▸ Task details:
Retype the records that come next, word for word.

□ □ □

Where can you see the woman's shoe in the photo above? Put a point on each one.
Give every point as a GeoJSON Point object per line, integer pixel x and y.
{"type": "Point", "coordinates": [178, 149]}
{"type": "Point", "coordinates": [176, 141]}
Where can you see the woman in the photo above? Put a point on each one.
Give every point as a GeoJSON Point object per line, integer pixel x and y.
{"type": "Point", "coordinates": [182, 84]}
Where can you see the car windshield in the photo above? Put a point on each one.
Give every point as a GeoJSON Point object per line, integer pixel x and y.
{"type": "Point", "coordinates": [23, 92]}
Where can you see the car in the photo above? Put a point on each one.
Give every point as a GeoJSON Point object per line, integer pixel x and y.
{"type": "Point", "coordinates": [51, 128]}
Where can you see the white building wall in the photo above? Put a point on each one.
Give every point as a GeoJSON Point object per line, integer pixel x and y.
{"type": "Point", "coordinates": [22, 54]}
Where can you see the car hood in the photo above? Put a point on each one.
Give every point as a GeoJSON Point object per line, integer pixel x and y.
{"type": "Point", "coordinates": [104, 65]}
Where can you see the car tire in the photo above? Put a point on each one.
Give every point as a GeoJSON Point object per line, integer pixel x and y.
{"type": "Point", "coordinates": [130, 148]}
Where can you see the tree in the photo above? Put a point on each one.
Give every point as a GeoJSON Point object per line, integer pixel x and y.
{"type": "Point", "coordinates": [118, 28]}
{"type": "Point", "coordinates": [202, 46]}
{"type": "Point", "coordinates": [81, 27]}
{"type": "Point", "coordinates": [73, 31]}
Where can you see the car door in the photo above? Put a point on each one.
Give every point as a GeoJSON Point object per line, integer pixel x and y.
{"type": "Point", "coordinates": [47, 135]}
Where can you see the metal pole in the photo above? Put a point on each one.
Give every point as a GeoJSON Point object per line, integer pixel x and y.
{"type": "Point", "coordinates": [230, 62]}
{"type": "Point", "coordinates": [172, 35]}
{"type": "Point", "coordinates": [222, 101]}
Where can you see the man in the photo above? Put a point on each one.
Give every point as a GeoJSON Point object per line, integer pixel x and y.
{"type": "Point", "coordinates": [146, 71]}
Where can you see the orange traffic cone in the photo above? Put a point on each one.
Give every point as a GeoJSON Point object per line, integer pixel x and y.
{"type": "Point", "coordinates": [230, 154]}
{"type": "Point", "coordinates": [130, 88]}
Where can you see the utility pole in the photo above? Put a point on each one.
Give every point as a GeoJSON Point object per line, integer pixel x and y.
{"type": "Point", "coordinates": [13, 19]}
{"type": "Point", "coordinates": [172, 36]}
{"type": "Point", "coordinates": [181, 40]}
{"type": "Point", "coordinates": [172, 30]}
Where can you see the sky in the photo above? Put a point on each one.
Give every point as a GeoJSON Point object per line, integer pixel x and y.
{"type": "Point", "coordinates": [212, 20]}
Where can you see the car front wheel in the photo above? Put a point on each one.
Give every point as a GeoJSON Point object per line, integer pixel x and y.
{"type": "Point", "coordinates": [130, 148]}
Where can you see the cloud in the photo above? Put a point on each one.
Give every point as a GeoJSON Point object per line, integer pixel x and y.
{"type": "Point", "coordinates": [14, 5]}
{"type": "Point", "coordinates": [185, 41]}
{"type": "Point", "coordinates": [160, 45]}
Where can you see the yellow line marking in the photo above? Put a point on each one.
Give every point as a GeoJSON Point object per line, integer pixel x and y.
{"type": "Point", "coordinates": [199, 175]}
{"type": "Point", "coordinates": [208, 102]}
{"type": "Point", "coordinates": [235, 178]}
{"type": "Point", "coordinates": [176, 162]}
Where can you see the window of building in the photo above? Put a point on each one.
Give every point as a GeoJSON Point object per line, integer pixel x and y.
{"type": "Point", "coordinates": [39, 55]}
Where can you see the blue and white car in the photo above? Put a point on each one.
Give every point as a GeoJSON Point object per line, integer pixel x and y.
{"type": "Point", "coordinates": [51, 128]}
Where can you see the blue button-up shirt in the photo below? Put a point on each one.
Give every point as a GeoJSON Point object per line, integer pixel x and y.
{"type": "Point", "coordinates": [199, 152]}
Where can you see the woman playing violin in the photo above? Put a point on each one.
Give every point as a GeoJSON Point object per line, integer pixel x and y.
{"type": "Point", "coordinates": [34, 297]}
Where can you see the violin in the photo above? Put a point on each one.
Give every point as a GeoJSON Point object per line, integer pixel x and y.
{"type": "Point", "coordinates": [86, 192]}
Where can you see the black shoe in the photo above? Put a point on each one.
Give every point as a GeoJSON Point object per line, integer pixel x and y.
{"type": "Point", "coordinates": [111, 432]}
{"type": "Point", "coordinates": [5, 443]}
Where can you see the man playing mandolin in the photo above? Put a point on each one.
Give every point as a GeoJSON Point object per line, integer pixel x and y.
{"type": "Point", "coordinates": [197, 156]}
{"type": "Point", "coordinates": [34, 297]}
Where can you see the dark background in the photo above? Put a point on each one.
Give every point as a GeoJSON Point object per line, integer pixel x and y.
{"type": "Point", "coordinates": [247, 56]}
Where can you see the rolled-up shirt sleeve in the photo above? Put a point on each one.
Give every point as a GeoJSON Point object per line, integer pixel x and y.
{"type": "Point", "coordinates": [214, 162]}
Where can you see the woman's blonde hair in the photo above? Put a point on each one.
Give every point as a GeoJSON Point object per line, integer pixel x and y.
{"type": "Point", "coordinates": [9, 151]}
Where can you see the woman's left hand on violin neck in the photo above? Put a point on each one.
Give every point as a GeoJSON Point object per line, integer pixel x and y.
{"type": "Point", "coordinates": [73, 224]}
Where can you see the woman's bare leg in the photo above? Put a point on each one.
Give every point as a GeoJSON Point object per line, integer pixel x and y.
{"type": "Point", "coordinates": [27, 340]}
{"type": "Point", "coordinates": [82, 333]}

□ □ □

▸ Solution for this task:
Where can you see the woman's shoe in the photo above? Put a point on each one.
Give every point as a GeoJSON Point object per line, integer pixel x and y.
{"type": "Point", "coordinates": [178, 149]}
{"type": "Point", "coordinates": [176, 141]}
Where can you see the woman in the photo above? Put a point on each one.
Give every point as a GeoJSON Point object per line, integer pixel x and y.
{"type": "Point", "coordinates": [182, 84]}
Where can you see the car windshield in the photo above? Put a point on each one.
Give every point as a GeoJSON Point object per line, integer pixel x and y.
{"type": "Point", "coordinates": [23, 92]}
Where can you see the car in the photo above? Put a point on each one.
Give every point as a GeoJSON Point object per line, integer pixel x and y.
{"type": "Point", "coordinates": [51, 128]}
Where can you see the white building wall in the photo above? Put a point on each one.
Give every point as a GeoJSON Point object per line, integer pixel x and y.
{"type": "Point", "coordinates": [22, 54]}
Where can you see the car hood in the photo above? Put a point on each one.
Give every point as a GeoJSON Point object per line, integer pixel x and y.
{"type": "Point", "coordinates": [104, 65]}
Where can you see the car tire in the photo above? Put a point on each one.
Give every point as a GeoJSON Point object per line, integer pixel x and y.
{"type": "Point", "coordinates": [130, 148]}
Where can you see the tree in the photo above? Put a point on each one.
Give every point as a GeoJSON Point object per line, integer pixel x and y.
{"type": "Point", "coordinates": [118, 28]}
{"type": "Point", "coordinates": [202, 46]}
{"type": "Point", "coordinates": [81, 27]}
{"type": "Point", "coordinates": [73, 31]}
Where can you see the car door in the photo above? Put a point on each one.
Give every point as a GeoJSON Point object per line, integer pixel x and y.
{"type": "Point", "coordinates": [47, 135]}
Where can you see the metal pole in the photo above? Put a point on each one.
Give every point as a GeoJSON Point object per line, integer pixel x and y.
{"type": "Point", "coordinates": [230, 62]}
{"type": "Point", "coordinates": [172, 35]}
{"type": "Point", "coordinates": [222, 101]}
Where can you see the man in the photo above? Put a point on each one.
Give every point as a GeoJSON Point object per line, integer pixel x and y.
{"type": "Point", "coordinates": [146, 71]}
Where can you see the orange traffic cone in the photo above? Put a point on each one.
Give every point as a GeoJSON Point object per line, integer pixel x and y.
{"type": "Point", "coordinates": [230, 154]}
{"type": "Point", "coordinates": [130, 88]}
Where can you see the utility pole in the photo above? Put a point on each one.
Give every point as a GeoJSON Point object per line, integer pixel x and y.
{"type": "Point", "coordinates": [13, 19]}
{"type": "Point", "coordinates": [172, 36]}
{"type": "Point", "coordinates": [181, 40]}
{"type": "Point", "coordinates": [172, 30]}
Where can you see the sky in the photo above? Put a point on each one.
Give every point as a GeoJSON Point object per line, integer pixel x and y.
{"type": "Point", "coordinates": [212, 20]}
Where can you see the car front wheel in the photo above? Put a point on each one.
Give every point as a GeoJSON Point object per line, integer pixel x and y.
{"type": "Point", "coordinates": [130, 148]}
Where can you see the cloud in the photo above? Put a point on each one.
Give every point as a GeoJSON Point object per line, integer pixel x and y.
{"type": "Point", "coordinates": [14, 5]}
{"type": "Point", "coordinates": [185, 41]}
{"type": "Point", "coordinates": [160, 45]}
Where can you see the yellow line marking in the photo above? Put a point on each one.
Give every point as a GeoJSON Point object per line, integer pixel x and y.
{"type": "Point", "coordinates": [199, 175]}
{"type": "Point", "coordinates": [208, 102]}
{"type": "Point", "coordinates": [235, 178]}
{"type": "Point", "coordinates": [176, 162]}
Where can you see the window of building in the photo above? Put a point on each one.
Give every point as a GeoJSON Point object per line, integer pixel x and y.
{"type": "Point", "coordinates": [39, 55]}
Where can you see the blue and white car in the photo above? Put a point on each one.
Give every point as a GeoJSON Point object per line, integer pixel x and y.
{"type": "Point", "coordinates": [51, 128]}
Where can you see the blue button-up shirt in the photo below? Put a point on each one.
Give every point as a GeoJSON Point object per line, integer pixel x and y.
{"type": "Point", "coordinates": [199, 152]}
Where can you see the woman playing violin in the photo above? Put a point on each one.
Give every point as a GeoJSON Point object per line, integer pixel x and y.
{"type": "Point", "coordinates": [34, 297]}
Where can you see the violin in the photo above? Put a point on each one.
Give every point as a GeoJSON Point object per line, integer pixel x and y.
{"type": "Point", "coordinates": [86, 192]}
Where can you see the black shoe in the photo above? Put a point on each one.
Give every point as a GeoJSON Point object per line, integer pixel x and y.
{"type": "Point", "coordinates": [111, 432]}
{"type": "Point", "coordinates": [5, 443]}
Where can you see the man playing mandolin in the photo above? Put a point on each one.
Give every point as a GeoJSON Point object per line, integer pixel x and y.
{"type": "Point", "coordinates": [197, 156]}
{"type": "Point", "coordinates": [34, 297]}
Where can you see the dark background in the photo above? Put a point on each one.
Give every point as a GeoJSON Point object per line, integer pixel x and y.
{"type": "Point", "coordinates": [247, 56]}
Where can you see the rolled-up shirt sleeve in the photo above? Put a point on each one.
Give every point as a GeoJSON Point object per line, integer pixel x and y.
{"type": "Point", "coordinates": [214, 162]}
Where can you see the woman's blonde hair in the photo above? Put a point on each one.
Give every point as a GeoJSON Point object per line, integer pixel x and y.
{"type": "Point", "coordinates": [9, 151]}
Where can you see the woman's left hand on violin neck in the photo above? Put a point on each one.
Give every point as a GeoJSON Point object per line, integer pixel x and y.
{"type": "Point", "coordinates": [73, 224]}
Where can you see the woman's bare leg in the photo above? Put a point on each one.
Give every point as a GeoJSON Point object per line, integer pixel x and y.
{"type": "Point", "coordinates": [27, 340]}
{"type": "Point", "coordinates": [82, 333]}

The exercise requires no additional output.